Where, of course, do we traditionally learn how to love one another "at our most annoying"? In the family, of course. And today's family is not helped by the modern "virtues" rewriting, undervaluing and poisoning the wellsprings of human flourishing: life itself, marriage, the uniqueness of man and woman.
Talk of the family so often today gets wrapped up in debates about these contentious issues. But work is also an essential element of the family. Pope Francis often talks about unemployment being an evil we face today, even saying recently that there is no family without work -- speaking to both the hard work of family life and the practical and even spiritual need for work in the life of a family.
In Virginia, Republican Senate candidate Ed Gillespie has worked to promote a conversation about the dignity of work in his campaign stops and speeches.
"I don't think we make the case strongly enough from a conservative perspective that true social justice is enabling people to have the dignity of work, to be able to provide for themselves and their families, and that our policies make that possible," Gillespie told me in a recent visit to his Lorton, Virginia, campaign office. Economic polices need to help, among others, "a single mother who is facing the challenges of being a sole provider and a single parent," he said. "And that's particularly important if you believe in fostering a culture that respects and protects innocent human life," he said.
Work is never the sexiest of topics, but it is essential to our lives, and the life of the family. It's a scandal when we don't insist that it be taken more seriously.
Gillespie worries, among other things, that we may be losing our work ethic, and expressed gratitude for his parents' example of hard work.
Last writes of gratitude in his book: "It is gratitude that allows us to appreciate what is good, to discern what should be defended and cultivated." Facing a culture of changed values, what's old can be key to our renewal.

== == ==

• **EXERCISE INSTRUCTIONS**
Answer these questions from the text on family and work:
(a) Without what, according to a recent remark by Pope Francis, is there no family?
(b) In which town is the campaign office where Ed Gillespie was interviewed?
(c) What does Gillespie express gratitude for?

• **Stored data entries**
== == ==

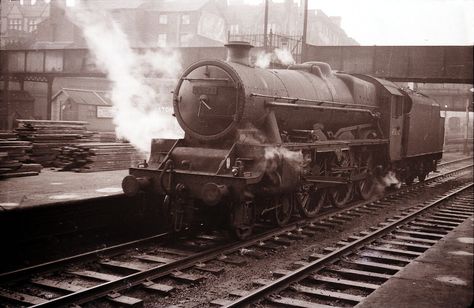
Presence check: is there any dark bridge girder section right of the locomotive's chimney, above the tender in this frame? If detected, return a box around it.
[302,45,473,84]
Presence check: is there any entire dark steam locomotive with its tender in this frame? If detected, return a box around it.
[122,42,444,238]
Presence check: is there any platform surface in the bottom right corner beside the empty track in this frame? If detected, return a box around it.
[356,213,474,308]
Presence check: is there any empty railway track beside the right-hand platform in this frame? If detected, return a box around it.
[214,183,474,307]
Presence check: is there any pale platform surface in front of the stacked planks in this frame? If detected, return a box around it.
[0,168,128,211]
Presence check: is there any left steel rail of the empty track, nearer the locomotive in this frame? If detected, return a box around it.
[223,183,474,307]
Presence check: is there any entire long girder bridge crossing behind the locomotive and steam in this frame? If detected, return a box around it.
[0,45,473,126]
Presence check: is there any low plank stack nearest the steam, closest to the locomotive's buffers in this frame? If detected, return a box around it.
[54,143,146,172]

== == ==

• **RESULT OF THIS EXERCISE**
(a) Work.
(b) Lorton, Virginia.
(c) His parents' example of hard work.